## Task to complete:
Continue the account below of the Bearhawk's uneven ailerons and steady heading side slip, picking up right after its last sentence.

When I was test flying my Bearhawk I noticed that in level flight the right aileron was reflexed slightly more than the left. It flew very stable, wings level, even hands off. There are two possible causes for this.

  1. The result of a heavy wing, probably the 2 lbs of magnetometer and landing light in the left wing which showed up as a 12 lb higher weight on the left wheel at the W&B (a head scratcher).

  2. If the aileron hinges are not perfectly aligned when match-drilled to the aft spar, the aileron may be slightly higher or lower that the main wing. This was very common.

Steady heading side slip

The resulting condition inflight is referred to as a steady heading side slip. With wings level and ball centered, the aircraft would continually change heading by a barely perceptible amount. With wings level and a constant heading the ball would be slightly out of center. This is a steady heading side slip.

The other frustration was that during early Phase One fuel would continually transfer (or draw unevenly) when in the BOTH position, in the direction of the ball.


The symptoms in my case were:

  1. at the initial weight and balance one wheel weight was 12 lbs heavier than the other (heavy wing).

  2. slight roll input required to maintain wings level (increased aileron drag).

  3. one aileron reflexed higher than the other in wings level flight.

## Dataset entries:
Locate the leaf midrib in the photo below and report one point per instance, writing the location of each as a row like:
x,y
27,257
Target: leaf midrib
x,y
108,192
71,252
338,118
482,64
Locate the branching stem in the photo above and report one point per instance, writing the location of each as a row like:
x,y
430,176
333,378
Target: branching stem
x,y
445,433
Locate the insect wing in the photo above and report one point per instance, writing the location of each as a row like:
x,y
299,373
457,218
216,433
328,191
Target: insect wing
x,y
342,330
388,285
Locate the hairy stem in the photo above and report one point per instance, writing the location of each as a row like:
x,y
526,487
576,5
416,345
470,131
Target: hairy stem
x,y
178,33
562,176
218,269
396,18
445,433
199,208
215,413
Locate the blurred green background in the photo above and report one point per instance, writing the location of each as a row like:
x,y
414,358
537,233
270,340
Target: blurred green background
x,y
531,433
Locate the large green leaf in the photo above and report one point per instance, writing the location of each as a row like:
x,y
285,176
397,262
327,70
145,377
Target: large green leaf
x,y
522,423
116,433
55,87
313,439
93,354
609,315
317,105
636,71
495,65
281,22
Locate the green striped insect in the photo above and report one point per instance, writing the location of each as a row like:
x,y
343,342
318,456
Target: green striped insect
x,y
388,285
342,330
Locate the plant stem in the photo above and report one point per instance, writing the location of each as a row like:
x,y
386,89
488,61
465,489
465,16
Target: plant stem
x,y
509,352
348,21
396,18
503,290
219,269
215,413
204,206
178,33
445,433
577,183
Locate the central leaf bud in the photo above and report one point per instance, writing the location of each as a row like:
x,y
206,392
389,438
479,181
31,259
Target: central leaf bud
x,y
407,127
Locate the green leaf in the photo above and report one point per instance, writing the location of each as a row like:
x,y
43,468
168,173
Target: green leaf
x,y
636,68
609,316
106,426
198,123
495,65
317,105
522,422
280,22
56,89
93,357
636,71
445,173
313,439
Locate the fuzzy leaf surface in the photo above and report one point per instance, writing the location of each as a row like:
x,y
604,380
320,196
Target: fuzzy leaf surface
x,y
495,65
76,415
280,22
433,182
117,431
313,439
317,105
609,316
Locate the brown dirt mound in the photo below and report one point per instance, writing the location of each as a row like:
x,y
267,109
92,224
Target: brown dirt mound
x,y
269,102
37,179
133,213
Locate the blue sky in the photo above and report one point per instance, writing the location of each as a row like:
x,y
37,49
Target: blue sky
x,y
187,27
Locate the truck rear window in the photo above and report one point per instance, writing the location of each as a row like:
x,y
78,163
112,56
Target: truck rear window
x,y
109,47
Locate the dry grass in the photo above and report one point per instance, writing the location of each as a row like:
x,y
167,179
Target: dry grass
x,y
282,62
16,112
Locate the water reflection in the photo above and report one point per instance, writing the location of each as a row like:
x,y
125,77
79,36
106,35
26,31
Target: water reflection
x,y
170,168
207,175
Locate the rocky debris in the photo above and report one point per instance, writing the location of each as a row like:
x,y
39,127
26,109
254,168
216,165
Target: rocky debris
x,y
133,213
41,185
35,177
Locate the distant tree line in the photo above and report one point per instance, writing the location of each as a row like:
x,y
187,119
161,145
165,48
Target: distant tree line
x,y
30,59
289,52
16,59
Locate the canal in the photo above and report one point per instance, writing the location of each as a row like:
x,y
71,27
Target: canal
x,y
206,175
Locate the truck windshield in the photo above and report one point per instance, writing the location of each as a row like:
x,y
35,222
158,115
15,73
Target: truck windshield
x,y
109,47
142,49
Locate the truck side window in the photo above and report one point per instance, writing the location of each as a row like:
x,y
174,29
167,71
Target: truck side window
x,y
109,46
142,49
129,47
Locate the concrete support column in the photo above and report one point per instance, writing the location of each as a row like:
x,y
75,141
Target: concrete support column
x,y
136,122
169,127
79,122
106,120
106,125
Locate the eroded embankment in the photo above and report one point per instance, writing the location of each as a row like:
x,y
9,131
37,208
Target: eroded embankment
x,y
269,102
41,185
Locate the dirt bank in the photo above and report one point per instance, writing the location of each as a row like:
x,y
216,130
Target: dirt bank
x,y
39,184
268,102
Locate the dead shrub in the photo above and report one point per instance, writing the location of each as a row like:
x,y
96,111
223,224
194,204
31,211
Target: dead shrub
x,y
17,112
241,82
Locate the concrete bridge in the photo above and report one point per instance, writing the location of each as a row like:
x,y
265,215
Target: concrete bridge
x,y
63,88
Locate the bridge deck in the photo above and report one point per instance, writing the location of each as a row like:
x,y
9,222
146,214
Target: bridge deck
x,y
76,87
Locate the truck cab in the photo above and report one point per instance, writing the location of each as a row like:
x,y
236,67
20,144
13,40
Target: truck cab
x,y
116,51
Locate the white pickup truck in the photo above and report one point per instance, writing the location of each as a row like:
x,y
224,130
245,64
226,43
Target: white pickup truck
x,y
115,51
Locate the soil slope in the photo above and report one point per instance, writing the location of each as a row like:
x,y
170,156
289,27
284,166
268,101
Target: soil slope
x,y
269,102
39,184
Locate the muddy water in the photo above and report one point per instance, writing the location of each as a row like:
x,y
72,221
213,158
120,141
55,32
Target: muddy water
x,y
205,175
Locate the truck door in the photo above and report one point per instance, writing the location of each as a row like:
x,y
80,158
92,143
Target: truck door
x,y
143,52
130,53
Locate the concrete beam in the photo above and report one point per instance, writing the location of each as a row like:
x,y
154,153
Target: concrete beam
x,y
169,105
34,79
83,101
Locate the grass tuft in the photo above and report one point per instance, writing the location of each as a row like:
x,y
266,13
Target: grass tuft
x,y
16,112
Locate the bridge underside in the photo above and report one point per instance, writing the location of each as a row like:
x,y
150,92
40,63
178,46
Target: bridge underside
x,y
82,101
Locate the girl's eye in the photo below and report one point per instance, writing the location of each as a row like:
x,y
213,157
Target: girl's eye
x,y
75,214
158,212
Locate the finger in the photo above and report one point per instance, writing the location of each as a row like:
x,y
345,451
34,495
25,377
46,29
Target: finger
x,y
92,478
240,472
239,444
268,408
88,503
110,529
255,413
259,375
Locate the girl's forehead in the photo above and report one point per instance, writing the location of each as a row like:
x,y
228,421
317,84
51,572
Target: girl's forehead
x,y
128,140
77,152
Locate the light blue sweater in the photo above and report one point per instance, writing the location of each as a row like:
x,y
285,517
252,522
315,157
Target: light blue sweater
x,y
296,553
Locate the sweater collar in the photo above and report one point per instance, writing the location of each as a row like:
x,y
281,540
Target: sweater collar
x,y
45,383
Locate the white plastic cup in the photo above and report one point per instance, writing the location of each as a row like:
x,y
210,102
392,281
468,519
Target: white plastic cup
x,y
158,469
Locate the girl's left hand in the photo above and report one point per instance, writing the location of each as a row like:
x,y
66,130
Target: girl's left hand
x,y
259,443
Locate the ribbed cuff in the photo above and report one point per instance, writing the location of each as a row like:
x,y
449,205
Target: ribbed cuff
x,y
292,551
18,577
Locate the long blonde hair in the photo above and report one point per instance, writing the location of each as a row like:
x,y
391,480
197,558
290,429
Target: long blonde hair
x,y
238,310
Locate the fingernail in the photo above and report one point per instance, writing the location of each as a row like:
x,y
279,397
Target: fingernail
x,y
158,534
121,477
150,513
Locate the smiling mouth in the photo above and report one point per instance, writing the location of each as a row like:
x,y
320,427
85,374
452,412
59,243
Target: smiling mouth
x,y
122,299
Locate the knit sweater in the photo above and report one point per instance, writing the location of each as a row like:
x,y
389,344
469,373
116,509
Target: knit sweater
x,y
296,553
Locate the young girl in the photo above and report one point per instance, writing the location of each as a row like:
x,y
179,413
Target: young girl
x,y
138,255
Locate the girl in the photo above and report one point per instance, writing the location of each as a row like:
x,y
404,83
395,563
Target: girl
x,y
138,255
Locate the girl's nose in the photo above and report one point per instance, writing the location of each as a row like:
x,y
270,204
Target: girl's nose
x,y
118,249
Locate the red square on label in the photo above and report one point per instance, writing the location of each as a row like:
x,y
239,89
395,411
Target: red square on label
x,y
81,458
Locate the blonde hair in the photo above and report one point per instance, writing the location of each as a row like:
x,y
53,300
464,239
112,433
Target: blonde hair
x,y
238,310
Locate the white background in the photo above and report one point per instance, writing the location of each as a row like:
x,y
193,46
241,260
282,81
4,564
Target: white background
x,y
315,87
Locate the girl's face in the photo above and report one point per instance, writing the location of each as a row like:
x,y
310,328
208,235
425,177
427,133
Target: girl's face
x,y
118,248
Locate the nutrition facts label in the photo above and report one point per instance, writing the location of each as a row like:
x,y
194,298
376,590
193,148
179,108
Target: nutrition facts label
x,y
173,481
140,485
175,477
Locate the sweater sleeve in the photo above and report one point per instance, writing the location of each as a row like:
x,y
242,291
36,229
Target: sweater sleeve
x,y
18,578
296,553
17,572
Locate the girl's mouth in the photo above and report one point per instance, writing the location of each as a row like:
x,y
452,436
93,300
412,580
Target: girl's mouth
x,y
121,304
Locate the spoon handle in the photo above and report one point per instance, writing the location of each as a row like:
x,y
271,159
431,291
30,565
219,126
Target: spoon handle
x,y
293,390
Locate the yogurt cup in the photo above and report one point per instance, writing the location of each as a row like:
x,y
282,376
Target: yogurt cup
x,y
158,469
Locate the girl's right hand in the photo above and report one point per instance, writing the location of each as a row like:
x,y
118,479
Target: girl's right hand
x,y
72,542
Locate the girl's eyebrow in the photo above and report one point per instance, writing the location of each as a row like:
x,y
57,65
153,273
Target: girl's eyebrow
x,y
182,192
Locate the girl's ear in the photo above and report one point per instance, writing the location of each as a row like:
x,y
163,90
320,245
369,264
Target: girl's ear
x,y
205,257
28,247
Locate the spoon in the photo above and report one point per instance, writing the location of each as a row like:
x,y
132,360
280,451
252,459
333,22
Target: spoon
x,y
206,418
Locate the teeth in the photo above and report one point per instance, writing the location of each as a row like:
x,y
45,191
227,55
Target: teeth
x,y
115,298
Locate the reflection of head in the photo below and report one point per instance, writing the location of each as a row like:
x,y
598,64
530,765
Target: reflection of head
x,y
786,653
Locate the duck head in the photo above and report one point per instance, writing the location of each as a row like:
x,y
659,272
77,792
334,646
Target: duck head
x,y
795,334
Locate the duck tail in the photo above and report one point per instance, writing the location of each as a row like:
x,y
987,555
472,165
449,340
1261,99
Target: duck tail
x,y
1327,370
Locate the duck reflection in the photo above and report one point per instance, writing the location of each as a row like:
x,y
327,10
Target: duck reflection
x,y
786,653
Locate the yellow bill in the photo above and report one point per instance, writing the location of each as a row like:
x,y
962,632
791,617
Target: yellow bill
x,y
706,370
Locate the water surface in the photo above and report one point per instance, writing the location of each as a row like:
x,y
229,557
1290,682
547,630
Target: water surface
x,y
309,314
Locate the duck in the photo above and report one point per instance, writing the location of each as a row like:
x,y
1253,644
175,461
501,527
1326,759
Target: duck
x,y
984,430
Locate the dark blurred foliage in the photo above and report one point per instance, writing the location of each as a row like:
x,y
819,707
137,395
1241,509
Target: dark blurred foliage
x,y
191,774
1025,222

## Answer space:
  4. with wings level, ball centered, the heading would very slowly change.

  5. with wings level, fixed heading, the ball would be slightly off center indicating a steady heading side-slip​​.

  6. when refueling it often took more fuel to fill one tank than the other. Fuel seemed to be either transferring between tanks, or burning more from one tank.


I installed washers under the top hinge bolts of the "light" wing. Alternatively you can install washers under the lower bolts of the heavy wing. Bearhawk owner and engineer Kevin Deuscher mentions HERE that using washers changes the hinge line and the camber of the wing.

Next, we adjusted the flap push-rods (acting as ailerons in the retracted position) to counter the slight tendency to roll left and managed to balance it out.

It took a while to resolve the issue, and the aircraft was then capable of flying with the ball centered, wings level.